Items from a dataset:

============================================================

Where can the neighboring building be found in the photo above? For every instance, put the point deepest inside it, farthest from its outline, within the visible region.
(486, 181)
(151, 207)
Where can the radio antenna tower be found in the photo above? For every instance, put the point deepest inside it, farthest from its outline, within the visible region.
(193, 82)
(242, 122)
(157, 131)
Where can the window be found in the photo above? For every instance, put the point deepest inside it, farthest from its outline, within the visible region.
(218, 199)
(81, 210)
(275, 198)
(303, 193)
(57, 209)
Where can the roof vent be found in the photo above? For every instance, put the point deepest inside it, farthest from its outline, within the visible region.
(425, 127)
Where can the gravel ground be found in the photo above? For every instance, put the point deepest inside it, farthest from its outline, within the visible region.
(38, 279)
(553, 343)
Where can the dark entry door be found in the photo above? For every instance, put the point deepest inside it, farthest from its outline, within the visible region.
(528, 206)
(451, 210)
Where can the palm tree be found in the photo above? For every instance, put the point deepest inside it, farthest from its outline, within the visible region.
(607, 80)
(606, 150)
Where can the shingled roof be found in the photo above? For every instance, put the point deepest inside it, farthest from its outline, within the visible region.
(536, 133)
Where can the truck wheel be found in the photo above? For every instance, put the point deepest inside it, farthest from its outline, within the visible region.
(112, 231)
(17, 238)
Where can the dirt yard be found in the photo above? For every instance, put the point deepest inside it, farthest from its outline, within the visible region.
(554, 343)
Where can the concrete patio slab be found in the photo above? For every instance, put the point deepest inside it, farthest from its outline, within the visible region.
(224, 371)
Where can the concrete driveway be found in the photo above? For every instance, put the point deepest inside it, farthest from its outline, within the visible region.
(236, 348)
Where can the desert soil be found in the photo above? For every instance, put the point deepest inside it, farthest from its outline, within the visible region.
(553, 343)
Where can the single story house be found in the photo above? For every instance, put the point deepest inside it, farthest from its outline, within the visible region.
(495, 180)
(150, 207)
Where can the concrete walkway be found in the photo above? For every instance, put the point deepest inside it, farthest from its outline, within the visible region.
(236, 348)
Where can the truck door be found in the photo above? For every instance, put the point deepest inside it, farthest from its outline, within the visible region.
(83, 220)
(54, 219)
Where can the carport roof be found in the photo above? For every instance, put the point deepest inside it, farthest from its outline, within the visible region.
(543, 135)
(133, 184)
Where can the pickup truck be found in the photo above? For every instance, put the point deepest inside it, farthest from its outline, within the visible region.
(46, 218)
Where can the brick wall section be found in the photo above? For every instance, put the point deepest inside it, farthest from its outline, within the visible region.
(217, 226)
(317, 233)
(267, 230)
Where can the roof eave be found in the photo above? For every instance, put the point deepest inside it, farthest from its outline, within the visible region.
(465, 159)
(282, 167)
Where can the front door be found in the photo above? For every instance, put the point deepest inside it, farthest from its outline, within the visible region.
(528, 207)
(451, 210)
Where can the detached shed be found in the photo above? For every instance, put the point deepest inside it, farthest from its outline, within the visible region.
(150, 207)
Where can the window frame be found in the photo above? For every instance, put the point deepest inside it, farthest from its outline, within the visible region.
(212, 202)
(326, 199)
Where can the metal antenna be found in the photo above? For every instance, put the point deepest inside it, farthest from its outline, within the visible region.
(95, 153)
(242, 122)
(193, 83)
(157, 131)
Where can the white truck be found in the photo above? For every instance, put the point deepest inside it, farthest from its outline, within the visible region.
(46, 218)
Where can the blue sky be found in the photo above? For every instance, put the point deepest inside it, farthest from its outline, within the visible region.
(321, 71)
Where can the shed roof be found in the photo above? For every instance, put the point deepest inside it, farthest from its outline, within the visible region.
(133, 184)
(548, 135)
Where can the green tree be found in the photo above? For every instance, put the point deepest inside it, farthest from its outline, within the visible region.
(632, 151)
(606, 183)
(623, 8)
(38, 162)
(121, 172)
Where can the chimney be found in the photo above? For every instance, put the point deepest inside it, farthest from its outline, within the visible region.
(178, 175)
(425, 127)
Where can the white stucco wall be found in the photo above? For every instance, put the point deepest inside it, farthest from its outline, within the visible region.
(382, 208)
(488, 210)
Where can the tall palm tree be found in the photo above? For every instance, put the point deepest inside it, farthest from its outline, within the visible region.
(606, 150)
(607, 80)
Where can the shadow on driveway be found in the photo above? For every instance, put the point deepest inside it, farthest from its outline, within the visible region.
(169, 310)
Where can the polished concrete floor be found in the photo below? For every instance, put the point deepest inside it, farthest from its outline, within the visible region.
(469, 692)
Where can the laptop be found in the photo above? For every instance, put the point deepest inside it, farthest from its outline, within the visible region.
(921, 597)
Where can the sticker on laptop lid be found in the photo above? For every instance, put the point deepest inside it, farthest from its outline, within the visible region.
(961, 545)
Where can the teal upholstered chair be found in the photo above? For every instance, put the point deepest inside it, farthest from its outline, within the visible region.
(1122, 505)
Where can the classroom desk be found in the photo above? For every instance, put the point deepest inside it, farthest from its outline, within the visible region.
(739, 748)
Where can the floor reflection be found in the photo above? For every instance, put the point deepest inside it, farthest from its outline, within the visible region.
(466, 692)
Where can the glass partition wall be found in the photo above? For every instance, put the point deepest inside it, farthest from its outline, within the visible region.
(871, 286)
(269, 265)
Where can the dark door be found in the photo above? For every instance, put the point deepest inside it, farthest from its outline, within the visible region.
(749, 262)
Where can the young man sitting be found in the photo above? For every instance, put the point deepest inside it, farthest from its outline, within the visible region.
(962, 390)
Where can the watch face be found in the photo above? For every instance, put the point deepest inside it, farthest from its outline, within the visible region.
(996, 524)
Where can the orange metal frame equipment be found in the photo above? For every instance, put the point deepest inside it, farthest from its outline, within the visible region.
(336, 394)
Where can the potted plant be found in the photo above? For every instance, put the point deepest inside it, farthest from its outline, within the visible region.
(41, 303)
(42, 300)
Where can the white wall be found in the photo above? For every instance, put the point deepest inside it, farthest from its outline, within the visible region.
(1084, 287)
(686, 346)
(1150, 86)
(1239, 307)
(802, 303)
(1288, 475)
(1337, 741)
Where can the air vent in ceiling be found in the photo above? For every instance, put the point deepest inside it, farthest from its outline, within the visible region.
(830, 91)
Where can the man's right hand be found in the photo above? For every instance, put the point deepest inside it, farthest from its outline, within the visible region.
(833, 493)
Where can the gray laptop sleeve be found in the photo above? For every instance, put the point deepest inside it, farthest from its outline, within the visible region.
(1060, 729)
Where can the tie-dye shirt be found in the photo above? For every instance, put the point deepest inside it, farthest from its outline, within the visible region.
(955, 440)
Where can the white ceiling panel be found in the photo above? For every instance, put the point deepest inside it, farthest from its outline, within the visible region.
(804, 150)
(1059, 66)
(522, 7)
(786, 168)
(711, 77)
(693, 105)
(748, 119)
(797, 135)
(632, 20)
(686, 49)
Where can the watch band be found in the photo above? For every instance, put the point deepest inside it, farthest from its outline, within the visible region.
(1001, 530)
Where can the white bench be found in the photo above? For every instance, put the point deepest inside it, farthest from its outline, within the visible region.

============================================================

## EXERCISE DESCRIPTION
Go back to the listing above and please repeat it exactly.

## TASK RESULT
Where can the neighboring building be found in the photo above? For every instance, put the point deepest inside it, farthest from its outline, within the visible region.
(486, 181)
(151, 207)
Where can the radio antenna tower be found in the photo above? For every instance, put the point deepest inside it, farthest from its outline, within the visible region.
(193, 82)
(242, 122)
(157, 131)
Where can the window be found in the photo above? For every instance, put the point deepest inside it, farthest from its outline, within the visible region.
(218, 199)
(81, 210)
(275, 198)
(303, 193)
(57, 209)
Where can the roof vent be found in the photo above? For every instance, put the point deepest inside it, farthest from its outline, within the visible region.
(425, 127)
Where can the gravel ground be found in the photo above? For every instance, put the point deepest inside it, farthest from its outline, within the visible region.
(38, 279)
(553, 343)
Where can the dark entry door be found in the photo above? For every instance, put the point deepest inside it, farthest from its outline, within the visible region.
(528, 206)
(451, 210)
Where can the palm tree be found in the photo above? For every instance, put the point deepest inside it, farthest from its outline, within the visible region.
(607, 80)
(606, 150)
Where can the shingled roof be found in the photo above? For every instance, put the point deepest inside it, farthest from its outline, within the visible region.
(536, 133)
Where can the truck wheel be found in the photo above? For every instance, put the point deepest inside it, farthest from its outline, within the visible region.
(112, 231)
(17, 238)
Where can the dirt yard be found in the photo above? For every instance, put the point deepest inside it, farthest from its outline, within the visible region.
(554, 343)
Where can the concrete patio slab be found in the photo above? For every instance, put the point deepest inside it, farthest from its outline, within the visible region.
(224, 371)
Where can the concrete driveway be found in the photo above? For every instance, put the point deepest inside it, farthest from its outline, within the visible region.
(236, 348)
Where can the desert soil be found in the photo above? For every instance, put the point deepest inside it, farthest from its outline, within the visible region.
(553, 343)
Where can the single story house be found in the photo above? For every instance, put the point deepest inside it, farthest from its outline, within the visible region.
(495, 180)
(150, 207)
Where can the concrete walkway be found in the photo above? For every instance, put the point deepest inside it, farthest from its outline, within the visible region.
(236, 348)
Where can the truck door be found in the photo above? For every instance, put the point deepest inside it, farthest from its outline, within the visible region.
(83, 220)
(54, 219)
Where can the carport roof be found in the photo above? For every instance, put the point deepest inside it, farthest from its outline, within the visible region.
(543, 135)
(133, 184)
Where can the pickup truck be found in the photo above? For every instance, put the point deepest inside it, farthest from its outline, within the visible region.
(46, 218)
Where can the brick wall section be found in the photo above? For every instance, put the point deepest inside it, farthest from its outline, within the visible region.
(217, 226)
(317, 233)
(267, 230)
Where can the roof eave be found in the photo above? For every instance, put the point deepest inside it, farthest from its outline, within the visible region.
(465, 159)
(282, 167)
Where can the front door be found in the photo above? For every instance, put the point deepest inside it, farthest from its outline, within the visible region.
(528, 207)
(451, 210)
Where can the detached shed be found in the photo above? For every instance, put the point deepest inside it, farthest from its outline, within the visible region.
(150, 207)
Where can the window frame be found in the photo above? For every instance, put the point deepest inside it, farthest from its outline, within the visible region.
(212, 202)
(326, 199)
Where can the metal antenna be found in the photo above? For every instance, put the point deepest inside it, farthest from its outline, within the visible region.
(95, 153)
(242, 122)
(193, 83)
(157, 131)
Where can the white truck be found in the photo above? For every instance, put the point deepest inside it, farthest from its outline, within the visible region.
(46, 218)
Where can the blue sky be found in the photo above? For every instance, put the point deepest inside it, farthest from its outline, within the visible region.
(321, 71)
Where can the shed roof be found in the photo above? For every instance, put the point deepest inside it, farthest from its outline, within the visible region.
(133, 184)
(548, 135)
Where can the green tree be found in the photo above? For every instance, put the point deepest inside it, farthest from its outline, within the visible region.
(632, 151)
(606, 183)
(623, 8)
(38, 162)
(121, 172)
Where can the chimney be found in the photo above? For every instance, put the point deepest inside it, farthest from its outline, within the visible region.
(178, 175)
(425, 127)
Where can the white stucco wall be found in the photo above? For every instance, put the point deepest inside it, farthest from its outline, within the visible region.
(382, 208)
(488, 210)
Where can the tall palm tree be found in the photo above? For every instance, put the point deepest inside it, farthest from its outline, within the visible region.
(606, 150)
(607, 80)
Where can the shadow on driveway be found in the photo above? For every instance, put the point deepest inside it, farthest from its outline, within the visible region.
(169, 310)
Where can the polished concrete floor be found in the photo below? For every instance, put the point deepest inside it, farthest from its outline, within the visible region.
(469, 692)
Where can the laptop be found in the photo above? For every instance, put the point deepest inside it, farthest from its outline, within the visible region.
(921, 597)
Where can the sticker on laptop lid be found in the photo above? For every instance, put the point deepest inside it, farthest from its outline, within the visible region.
(961, 545)
Where can the teal upholstered chair be found in the photo above? For every instance, put the point deepest inside it, farthest from its outline, within the visible region.
(1122, 505)
Where can the classroom desk be found in the photo above? For every instance, put the point deepest inside it, farthest from its outline, within the visible region.
(739, 748)
Where can the floor reflection be found in the photo above? For every instance, put the point deepest inside it, farthest from its outline, within the visible region.
(466, 692)
Where can the glass partition wall be found in the photo above? For every instance, put the point deepest inside it, farthest from its outline, within the visible region.
(871, 286)
(269, 265)
Where can the dark door be found in the photo above? For every instance, put the point deepest inside it, farthest from its outline, within the visible region.
(749, 262)
Where can the young man sitting be found in the photo above? For every instance, put the point deepest inside it, farthest from its outline, within the visible region.
(962, 390)
Where can the watch face be found in the photo above? For every instance, put the point deepest inside it, farthest from its outline, within the visible region.
(996, 524)
Where can the orange metal frame equipment be found in the photo above? For every instance, put the point deepest inside it, farthest from its outline, within the visible region.
(336, 394)
Where can the potted plant be found in the photo above? For every instance, put the point deepest inside it, farthest from its outline, within the visible region.
(41, 303)
(42, 300)
Where can the white wall be found in the photo above? For every instance, put the point deepest inside it, farthest from its outline, within the visible region.
(1084, 287)
(686, 346)
(1150, 86)
(1239, 307)
(802, 303)
(1288, 475)
(1337, 741)
Where can the air vent in ceiling be found in the photo above? For every instance, put the point deepest inside it, farthest from its outline, within the visible region.
(830, 91)
Where can the man's right hand be found in the photo above? For every instance, put the point deepest inside it, farthest from its outline, within the visible region.
(833, 493)
Where can the gray laptop sleeve be found in the photo above? For every instance, put the point deepest inside it, farthest from its outline, within the visible region.
(1060, 729)
Where can the tie-dye shirt be found in the photo above? For every instance, put the point deepest inside it, farthest from its outline, within the visible region.
(955, 440)
Where can the white ceiling panel be found in the photo above? For every instance, put the point deepest inside it, farthest from its outline, within the visible region.
(804, 150)
(1059, 66)
(522, 7)
(786, 168)
(711, 77)
(693, 105)
(748, 119)
(797, 135)
(632, 20)
(686, 49)
Where can the watch band be found in the photo above? For every instance, put the point deepest inside it, farthest from its outline, within the visible region.
(1001, 530)
Where can the white bench be found in the photo above? For every instance, put the point deepest inside it, farthest from its outline, within the visible region.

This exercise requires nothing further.